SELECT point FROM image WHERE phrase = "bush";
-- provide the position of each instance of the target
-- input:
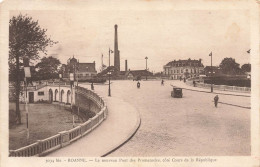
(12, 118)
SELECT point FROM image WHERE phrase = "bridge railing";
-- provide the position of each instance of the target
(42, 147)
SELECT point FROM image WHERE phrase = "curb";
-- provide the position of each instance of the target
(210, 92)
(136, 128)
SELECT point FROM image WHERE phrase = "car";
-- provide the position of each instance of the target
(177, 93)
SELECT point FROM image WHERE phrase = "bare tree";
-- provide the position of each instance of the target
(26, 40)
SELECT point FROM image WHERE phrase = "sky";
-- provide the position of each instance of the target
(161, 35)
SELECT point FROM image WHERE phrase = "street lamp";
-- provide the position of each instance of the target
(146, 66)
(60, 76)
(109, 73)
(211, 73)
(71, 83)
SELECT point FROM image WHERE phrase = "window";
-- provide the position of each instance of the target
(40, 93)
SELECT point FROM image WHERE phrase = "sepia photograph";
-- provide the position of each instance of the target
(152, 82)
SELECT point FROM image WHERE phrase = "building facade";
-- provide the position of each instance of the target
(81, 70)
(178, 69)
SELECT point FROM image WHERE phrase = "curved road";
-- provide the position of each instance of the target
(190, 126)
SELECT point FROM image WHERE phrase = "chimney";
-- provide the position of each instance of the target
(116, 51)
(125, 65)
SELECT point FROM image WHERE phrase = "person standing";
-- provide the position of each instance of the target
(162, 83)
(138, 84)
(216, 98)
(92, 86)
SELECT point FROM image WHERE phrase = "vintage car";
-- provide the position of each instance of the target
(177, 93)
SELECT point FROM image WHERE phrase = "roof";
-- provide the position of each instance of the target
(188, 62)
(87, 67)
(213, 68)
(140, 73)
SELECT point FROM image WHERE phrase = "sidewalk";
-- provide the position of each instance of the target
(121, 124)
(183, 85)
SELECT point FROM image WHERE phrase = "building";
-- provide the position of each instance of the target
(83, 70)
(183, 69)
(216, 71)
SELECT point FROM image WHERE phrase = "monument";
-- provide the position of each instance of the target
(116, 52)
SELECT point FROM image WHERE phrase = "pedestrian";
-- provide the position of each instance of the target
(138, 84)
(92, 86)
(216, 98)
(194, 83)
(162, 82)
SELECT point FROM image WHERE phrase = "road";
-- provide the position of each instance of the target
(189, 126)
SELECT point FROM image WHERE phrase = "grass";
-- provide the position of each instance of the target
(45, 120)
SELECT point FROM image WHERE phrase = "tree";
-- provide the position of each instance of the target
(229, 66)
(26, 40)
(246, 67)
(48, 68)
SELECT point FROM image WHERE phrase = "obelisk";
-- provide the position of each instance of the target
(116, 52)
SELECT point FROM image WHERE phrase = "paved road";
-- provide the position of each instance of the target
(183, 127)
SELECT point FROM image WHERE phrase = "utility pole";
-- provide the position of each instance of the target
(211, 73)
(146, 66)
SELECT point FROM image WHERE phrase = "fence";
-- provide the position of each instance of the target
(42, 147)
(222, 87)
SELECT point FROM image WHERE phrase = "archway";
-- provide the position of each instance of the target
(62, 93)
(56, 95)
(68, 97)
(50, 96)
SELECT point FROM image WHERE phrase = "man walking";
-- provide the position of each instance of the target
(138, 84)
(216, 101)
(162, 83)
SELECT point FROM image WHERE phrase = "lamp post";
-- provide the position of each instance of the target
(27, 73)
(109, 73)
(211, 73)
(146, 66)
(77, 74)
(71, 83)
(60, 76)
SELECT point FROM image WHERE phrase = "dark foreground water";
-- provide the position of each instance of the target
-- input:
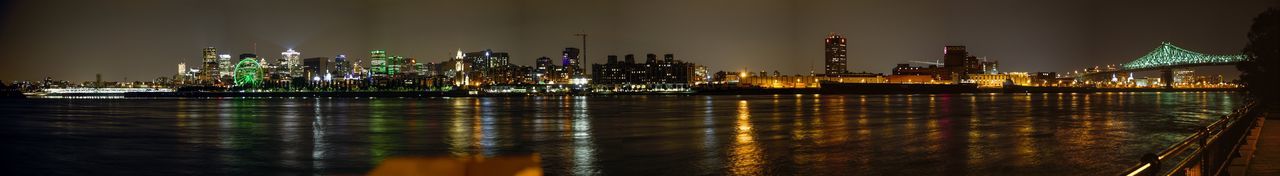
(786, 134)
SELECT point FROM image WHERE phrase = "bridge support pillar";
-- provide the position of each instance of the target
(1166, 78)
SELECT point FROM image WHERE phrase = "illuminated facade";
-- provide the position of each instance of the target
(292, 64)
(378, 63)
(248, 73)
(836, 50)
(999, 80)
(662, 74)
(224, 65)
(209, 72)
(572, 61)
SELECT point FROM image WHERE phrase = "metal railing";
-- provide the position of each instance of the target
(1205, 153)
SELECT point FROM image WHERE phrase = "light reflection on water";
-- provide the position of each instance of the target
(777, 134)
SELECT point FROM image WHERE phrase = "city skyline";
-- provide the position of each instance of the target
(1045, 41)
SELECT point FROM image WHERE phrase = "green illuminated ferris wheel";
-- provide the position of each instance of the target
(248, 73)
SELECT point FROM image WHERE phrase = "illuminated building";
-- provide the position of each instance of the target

→ Problem details
Scan the listing above and copy all lines containing the word "railing".

→ Answer section
SELECT point FROM image WHERE phrase = "bridge railing";
SELECT point FROM image WHERE phrase = "metal railing";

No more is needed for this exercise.